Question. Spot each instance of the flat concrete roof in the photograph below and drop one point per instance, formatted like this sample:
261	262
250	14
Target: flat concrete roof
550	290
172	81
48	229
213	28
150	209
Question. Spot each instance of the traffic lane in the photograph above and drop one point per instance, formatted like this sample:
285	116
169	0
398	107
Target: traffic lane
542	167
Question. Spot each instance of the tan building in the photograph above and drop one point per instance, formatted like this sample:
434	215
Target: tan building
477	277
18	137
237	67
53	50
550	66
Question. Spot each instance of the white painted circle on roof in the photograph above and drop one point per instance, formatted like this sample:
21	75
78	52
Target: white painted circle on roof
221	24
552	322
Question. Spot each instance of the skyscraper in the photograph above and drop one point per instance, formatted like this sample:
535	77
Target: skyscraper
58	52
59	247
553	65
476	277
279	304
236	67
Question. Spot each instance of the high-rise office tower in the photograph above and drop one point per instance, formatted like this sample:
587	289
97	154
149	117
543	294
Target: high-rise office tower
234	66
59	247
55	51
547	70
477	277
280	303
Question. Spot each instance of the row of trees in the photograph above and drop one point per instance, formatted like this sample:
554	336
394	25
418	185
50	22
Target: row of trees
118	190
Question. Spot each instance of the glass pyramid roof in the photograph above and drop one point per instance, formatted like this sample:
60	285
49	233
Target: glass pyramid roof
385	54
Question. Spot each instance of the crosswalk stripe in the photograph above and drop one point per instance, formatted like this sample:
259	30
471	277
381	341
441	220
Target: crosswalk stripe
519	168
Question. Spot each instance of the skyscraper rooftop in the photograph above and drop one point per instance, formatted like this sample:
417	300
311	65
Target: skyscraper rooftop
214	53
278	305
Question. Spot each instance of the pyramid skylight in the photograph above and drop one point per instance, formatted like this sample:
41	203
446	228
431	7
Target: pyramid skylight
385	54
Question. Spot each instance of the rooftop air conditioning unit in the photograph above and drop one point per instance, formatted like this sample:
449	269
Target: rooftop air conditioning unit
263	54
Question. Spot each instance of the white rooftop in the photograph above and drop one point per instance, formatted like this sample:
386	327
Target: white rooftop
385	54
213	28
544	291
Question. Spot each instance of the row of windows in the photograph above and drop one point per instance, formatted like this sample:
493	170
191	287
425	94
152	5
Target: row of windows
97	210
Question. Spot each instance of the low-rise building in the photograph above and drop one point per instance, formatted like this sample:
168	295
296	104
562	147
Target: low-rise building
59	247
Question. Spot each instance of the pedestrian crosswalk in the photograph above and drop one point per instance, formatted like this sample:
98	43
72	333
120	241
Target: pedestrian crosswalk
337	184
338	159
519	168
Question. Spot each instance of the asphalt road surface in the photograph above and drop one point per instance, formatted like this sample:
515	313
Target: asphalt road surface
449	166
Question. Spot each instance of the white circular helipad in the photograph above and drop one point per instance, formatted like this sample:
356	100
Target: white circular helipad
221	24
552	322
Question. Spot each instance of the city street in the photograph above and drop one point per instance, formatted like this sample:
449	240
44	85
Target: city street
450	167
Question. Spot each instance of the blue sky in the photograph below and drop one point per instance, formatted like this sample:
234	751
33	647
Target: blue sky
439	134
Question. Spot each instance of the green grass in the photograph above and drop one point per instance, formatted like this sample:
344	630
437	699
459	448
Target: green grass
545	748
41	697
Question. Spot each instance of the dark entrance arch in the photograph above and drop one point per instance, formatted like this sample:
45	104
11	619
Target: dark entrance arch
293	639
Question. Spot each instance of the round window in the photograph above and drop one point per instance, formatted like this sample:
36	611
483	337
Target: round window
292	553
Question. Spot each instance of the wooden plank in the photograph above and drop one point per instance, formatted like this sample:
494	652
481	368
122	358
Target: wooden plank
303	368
#####
For an answer, give a copy of every line in the listing that holds the word "below".

§ Exercise result:
Question. Spot each instance of the flat concrete roof in the photograph below and drop one point per instance, formatted like this sample:
Question. Spot each instance of the blue sky in the photograph below and drop one point per instance, formatted like this sample:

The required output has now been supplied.